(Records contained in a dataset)
◆ ◆ ◆ ◆ ◆ ◆ ◆

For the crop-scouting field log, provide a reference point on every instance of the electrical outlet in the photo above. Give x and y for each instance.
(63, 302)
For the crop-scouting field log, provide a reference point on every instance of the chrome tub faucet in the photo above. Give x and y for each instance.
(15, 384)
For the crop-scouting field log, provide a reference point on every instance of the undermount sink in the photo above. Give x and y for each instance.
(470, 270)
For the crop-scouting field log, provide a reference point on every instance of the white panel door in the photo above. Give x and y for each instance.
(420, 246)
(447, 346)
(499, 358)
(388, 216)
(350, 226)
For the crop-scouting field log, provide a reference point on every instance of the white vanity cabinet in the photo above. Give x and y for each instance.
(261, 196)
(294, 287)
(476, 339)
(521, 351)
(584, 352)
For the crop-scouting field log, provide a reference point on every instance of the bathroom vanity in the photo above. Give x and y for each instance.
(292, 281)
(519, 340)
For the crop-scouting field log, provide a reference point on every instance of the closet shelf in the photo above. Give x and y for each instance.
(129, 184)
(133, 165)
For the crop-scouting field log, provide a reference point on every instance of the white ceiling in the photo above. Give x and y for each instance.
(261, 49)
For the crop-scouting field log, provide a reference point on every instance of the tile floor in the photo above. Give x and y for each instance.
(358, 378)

◆ ◆ ◆ ◆ ◆ ◆ ◆

* Goal *
Edit the lines above by replacing each "reference point" with "marker", and leave all other text unchanged.

* Written solution *
For the crop-scouting field log, provide a marker on every instance of the electrical outlet in the photo above. Give x and y for each instance.
(63, 302)
For the crop-scouting field log, provide a marker on every instance of the chrome tub faucet in the photo above. Give x and y for each instance.
(15, 384)
For the crop-scouting field log, provide a marker on every instance of the undermount sink in the photo above. Give x and y for each instance.
(470, 270)
For the crop-scouting field log, provide a marker on every instance of the white panel door in the photo above. Give x and y for each instance.
(420, 246)
(447, 346)
(499, 358)
(388, 216)
(350, 226)
For the crop-scouting field log, provide a marker on every instance of the white vanity cabinet in the photo above. Give x and y for each instance.
(261, 196)
(294, 287)
(476, 339)
(521, 351)
(584, 352)
For the crop-scouting field log, provide a marker on every instance of the bathroom vanity in the photo above. Give x and y for each instance.
(292, 281)
(519, 340)
For the crop-scouting field log, provide a marker on every instance of the closet shelf in the photo above. Give x and y for each instance.
(129, 184)
(133, 165)
For the crop-scouting field log, provide a marker on every instance of the white ceiling in the photo above. Give x and y for each instance.
(261, 49)
For the crop-scouting field log, provide a marker on every instance of the tile floor in the photo above. Give x and y for each instance.
(358, 378)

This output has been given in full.